**Task brief:** Write the next part of the article on online harassment of faculty members, starting right after its final sentence.

**Extract:**

'''

Online Harassment of Faculty Continues; Administrators Capitulate

BY HANK REICHMAN

As classes begin at colleges and universities across the country the wave of targeted online harassment of faculty members in response to comments made as private citizens — and the often cowardly responses of their administrations — continues unabated.

At Dartmouth College, lecturer Mark Bray, an emerging expert on anti-fascist movements, received death threats and anti-Semitic messages after he suggested in a discussion of violent responses to fascism that “it’s a privileged position to be able to say that you never have to defend yourself from these kinds of monsters.”  The comments came in a debate with Richard Cohen, president of the Southern Poverty Law Center, on NBC’s Meet the Press August 20 and were reported on negatively by Campus Reform, a website whose coverage of left-leaning faculty members frequently produces threats and harassment.

Instead of forthrightly defending Bray’s academic freedom, Dartmouth President Philip Hanlon issued this statement:

Recent statements made by Lecturer in History Mark Bray supporting violent protest do not represent the views of Dartmouth. As an institution, we condemn anything but civil discourse in the exchange of opinions and ideas. Dartmouth embraces free speech and open inquiry in all matters, and all on our campus enjoy the freedom to speak, write, listen and debate in pursuit of better learning and understanding; however, the endorsement of violence in any form is contrary to Dartmouth values.

'''

Dataset items

'''

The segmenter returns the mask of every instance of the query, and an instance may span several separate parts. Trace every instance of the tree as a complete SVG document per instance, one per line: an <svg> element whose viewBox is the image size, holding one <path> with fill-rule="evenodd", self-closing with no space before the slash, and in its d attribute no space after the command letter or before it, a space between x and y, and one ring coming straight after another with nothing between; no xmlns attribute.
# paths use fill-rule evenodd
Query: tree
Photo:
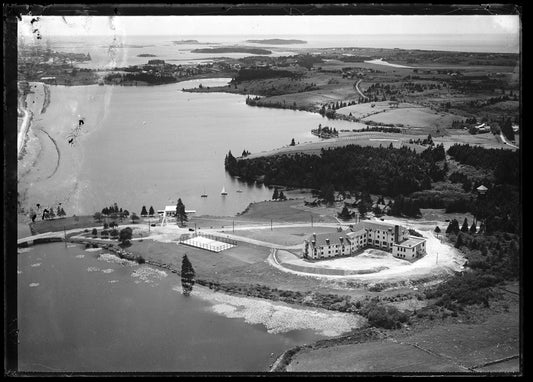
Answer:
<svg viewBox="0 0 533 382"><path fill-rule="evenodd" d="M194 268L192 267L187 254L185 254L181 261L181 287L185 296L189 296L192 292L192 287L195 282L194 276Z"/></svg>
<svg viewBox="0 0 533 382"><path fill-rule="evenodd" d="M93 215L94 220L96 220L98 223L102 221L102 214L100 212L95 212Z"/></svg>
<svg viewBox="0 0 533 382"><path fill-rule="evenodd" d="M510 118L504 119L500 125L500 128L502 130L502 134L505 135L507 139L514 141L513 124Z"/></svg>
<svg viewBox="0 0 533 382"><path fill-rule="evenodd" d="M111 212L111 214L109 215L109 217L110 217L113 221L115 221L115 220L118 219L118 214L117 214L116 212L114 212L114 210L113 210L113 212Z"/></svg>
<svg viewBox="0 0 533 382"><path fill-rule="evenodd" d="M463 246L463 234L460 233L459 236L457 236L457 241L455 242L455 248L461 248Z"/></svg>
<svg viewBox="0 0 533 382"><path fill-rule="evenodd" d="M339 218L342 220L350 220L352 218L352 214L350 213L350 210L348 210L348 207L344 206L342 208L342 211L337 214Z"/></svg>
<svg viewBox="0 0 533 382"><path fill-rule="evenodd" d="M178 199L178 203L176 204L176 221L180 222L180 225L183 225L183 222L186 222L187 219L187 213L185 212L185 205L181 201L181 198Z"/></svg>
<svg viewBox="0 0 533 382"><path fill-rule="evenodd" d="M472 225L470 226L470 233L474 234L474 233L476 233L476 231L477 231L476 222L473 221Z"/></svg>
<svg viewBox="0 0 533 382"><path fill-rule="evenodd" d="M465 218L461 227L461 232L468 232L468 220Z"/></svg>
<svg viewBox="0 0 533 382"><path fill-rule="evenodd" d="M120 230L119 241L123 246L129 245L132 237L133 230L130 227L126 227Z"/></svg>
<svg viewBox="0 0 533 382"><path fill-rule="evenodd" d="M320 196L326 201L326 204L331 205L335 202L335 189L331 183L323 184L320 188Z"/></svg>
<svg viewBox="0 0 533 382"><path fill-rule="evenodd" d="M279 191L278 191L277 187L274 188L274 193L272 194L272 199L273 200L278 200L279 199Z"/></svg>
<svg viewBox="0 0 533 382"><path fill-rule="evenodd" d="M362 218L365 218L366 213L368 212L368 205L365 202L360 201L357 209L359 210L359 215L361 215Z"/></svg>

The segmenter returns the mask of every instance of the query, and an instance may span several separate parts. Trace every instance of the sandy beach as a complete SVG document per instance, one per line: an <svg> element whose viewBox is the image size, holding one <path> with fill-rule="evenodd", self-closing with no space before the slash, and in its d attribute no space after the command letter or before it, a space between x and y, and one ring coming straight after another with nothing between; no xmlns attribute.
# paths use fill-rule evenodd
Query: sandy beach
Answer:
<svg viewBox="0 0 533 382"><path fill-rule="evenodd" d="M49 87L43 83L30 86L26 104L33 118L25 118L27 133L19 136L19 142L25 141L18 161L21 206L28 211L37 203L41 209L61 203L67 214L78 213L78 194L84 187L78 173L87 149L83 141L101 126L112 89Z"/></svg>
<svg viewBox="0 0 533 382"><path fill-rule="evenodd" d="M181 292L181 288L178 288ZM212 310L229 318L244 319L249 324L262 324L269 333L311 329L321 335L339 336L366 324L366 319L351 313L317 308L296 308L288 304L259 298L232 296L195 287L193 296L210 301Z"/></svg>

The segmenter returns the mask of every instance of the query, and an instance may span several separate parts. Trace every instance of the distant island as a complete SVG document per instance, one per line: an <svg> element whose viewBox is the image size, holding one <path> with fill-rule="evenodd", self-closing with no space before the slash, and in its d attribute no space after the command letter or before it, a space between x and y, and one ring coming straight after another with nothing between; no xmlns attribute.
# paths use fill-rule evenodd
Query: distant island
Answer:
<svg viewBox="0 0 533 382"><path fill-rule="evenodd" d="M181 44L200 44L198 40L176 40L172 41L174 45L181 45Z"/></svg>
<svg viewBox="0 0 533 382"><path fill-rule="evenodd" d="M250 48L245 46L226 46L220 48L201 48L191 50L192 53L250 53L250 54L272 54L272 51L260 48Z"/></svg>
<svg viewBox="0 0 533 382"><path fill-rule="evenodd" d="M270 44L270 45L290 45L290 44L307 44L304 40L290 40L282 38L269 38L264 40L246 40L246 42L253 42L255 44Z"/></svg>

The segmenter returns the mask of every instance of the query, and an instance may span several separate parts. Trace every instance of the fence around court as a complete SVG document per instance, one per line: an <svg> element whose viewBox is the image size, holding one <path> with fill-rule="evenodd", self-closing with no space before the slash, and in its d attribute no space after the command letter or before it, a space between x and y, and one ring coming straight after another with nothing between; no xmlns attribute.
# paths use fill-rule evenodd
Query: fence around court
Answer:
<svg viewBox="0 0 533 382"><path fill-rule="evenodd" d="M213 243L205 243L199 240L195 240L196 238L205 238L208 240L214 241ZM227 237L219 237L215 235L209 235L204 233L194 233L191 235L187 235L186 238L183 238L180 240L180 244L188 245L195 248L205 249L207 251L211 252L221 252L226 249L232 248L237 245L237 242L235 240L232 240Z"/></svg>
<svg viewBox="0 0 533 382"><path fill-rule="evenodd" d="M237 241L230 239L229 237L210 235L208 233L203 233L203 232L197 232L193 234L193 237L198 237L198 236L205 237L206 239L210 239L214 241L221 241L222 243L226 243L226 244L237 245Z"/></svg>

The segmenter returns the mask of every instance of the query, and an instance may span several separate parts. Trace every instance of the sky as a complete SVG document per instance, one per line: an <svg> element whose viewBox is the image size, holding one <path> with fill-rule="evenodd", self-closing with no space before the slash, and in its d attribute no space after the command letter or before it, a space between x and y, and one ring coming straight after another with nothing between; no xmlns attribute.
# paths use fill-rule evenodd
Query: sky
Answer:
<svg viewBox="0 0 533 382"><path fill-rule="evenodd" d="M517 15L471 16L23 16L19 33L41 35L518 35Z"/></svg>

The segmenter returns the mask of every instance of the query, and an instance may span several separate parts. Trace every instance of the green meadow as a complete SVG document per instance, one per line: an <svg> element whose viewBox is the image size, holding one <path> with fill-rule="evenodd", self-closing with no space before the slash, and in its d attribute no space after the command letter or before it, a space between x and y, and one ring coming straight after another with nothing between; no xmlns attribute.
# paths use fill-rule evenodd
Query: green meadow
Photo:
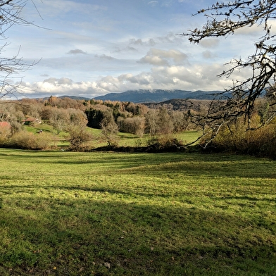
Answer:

'''
'''

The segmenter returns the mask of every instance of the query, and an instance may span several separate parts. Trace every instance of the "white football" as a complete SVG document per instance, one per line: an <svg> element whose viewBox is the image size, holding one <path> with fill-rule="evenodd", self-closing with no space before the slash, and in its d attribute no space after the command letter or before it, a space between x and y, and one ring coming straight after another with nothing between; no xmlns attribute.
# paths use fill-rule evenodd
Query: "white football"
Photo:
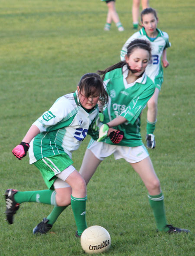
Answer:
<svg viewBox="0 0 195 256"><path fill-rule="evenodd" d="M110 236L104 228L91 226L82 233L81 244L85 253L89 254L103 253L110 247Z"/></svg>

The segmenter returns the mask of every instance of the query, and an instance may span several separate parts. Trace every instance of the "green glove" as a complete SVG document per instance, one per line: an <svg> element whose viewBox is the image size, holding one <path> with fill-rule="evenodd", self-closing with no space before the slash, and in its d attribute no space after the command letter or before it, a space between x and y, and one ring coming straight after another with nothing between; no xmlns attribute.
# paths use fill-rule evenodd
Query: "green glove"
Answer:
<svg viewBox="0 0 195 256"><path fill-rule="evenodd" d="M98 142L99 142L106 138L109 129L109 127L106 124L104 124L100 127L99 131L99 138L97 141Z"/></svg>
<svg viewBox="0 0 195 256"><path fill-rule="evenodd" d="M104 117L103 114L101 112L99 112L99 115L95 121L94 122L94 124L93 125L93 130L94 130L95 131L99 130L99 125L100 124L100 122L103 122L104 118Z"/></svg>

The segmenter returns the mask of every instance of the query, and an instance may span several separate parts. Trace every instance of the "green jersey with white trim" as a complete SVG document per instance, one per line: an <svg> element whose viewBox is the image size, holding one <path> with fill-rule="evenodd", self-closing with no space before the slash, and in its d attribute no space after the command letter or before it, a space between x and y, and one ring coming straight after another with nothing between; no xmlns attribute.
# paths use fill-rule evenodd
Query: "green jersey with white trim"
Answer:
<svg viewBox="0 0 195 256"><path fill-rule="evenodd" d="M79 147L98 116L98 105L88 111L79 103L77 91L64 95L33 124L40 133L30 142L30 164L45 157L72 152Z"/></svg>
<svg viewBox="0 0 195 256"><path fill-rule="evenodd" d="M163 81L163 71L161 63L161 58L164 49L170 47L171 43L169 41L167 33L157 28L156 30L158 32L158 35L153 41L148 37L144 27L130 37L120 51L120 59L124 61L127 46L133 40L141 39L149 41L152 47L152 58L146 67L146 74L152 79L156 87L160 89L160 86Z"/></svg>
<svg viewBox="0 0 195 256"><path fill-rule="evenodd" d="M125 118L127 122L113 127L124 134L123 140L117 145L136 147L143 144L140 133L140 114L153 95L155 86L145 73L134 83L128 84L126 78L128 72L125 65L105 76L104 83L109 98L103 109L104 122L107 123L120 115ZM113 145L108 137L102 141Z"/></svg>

'''
'''

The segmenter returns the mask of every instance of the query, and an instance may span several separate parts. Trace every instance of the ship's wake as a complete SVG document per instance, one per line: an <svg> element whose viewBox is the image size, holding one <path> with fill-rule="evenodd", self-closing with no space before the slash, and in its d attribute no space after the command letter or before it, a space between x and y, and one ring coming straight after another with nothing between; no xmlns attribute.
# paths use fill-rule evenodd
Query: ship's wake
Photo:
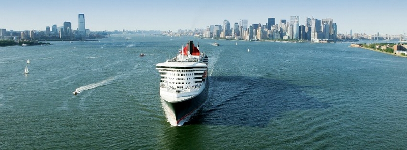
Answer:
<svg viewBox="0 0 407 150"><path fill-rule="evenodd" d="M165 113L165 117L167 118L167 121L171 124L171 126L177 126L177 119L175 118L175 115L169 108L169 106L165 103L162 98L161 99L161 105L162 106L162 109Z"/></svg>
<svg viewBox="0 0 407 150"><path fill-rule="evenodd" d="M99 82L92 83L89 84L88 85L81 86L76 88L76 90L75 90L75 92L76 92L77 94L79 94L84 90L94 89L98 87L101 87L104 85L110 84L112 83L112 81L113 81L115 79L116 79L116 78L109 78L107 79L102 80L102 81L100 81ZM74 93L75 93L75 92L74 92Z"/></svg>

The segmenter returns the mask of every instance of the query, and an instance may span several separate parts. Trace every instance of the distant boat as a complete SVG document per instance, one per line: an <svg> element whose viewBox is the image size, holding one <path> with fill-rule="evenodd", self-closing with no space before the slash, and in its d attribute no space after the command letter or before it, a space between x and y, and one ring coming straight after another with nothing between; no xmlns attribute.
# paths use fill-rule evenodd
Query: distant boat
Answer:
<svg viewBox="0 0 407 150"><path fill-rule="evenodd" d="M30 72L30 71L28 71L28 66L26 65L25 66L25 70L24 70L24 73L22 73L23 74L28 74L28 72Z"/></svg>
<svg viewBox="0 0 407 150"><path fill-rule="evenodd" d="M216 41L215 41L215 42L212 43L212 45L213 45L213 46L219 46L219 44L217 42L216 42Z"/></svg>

'''

**Output for this task:**
In a letter to Hanlon 120 Dartmouth faculty members called on him to retract this statement and apologize to Bray.  “Since the violent neo-Nazi attack on Charlottesville, we have watched with gratitude as our junior colleague Mark Bray, on the strength of his historical scholarship, has become the national expert on a subject that is suddenly, terribly urgent: the 20th century history of fascism and anti-fascism in Europe and, more recently, the U.S.,” they wrote. “This, of course, is the kind of public recognition of Dartmouth scholarship that is celebrated in most situations. Instead, in this case, Bray has been disavowed by Dartmouth.”

According to the letter,

No one seems to have checked to find out what Professor Bray actually said on NBC and in his other appearances and op-eds. The characterization of his remarks in the Campus Reform piece and Dartmouth’s statement is simply inaccurate. . . .

Professor Bray was exposed to violent threats, without so much as a basic effort even to warn him that the College intended to endorse the mischaracterization of his position and the implied attack on his scholarly standing by making clear he had no institutional support. By submitting the statement to such a site, the College has placed Professor Bray and his family in Hanover in real danger, as well as undermining his professional reputation and signaling to potential recruits to our campus that they cannot expect to be supported or even consulted if an external agent—howsoever avowedly hostile to the norms of civil conduct and academic freedom–takes issue with their research.

At no point in his interviews did Professor Bray call for violent protest.

He did make the irrefutable historical point that fascism has not been stopped by usual recourse to public debate and democratic electoral politics; we fought a war because of that fact. . . .

We urge you to consider the lasting damage to Dartmouth’s reputation that follows from such actions as well as the personal danger in which Professor Bray now finds himself. We request that Dartmouth remove the statement on Professor Bray; apologize to him for exposing him to entirely predictable possibility of physical harm; and initiate a review of peer-institution norms and recommended procedures on how to react when such a situation arises again—as it most certainly will.

In a statement released today the AAUP declared:

We remain concerned about the wave of intimidation and threats that have swept campuses and the country this year, including, very recently, in the case of Mark Bray, a lecturer in history at Dartmouth College.

Following an article on the website Campus Reform that accused Bray of “endors[ing] Antifa violence,” he has been subject of death threats and targeted online harassment.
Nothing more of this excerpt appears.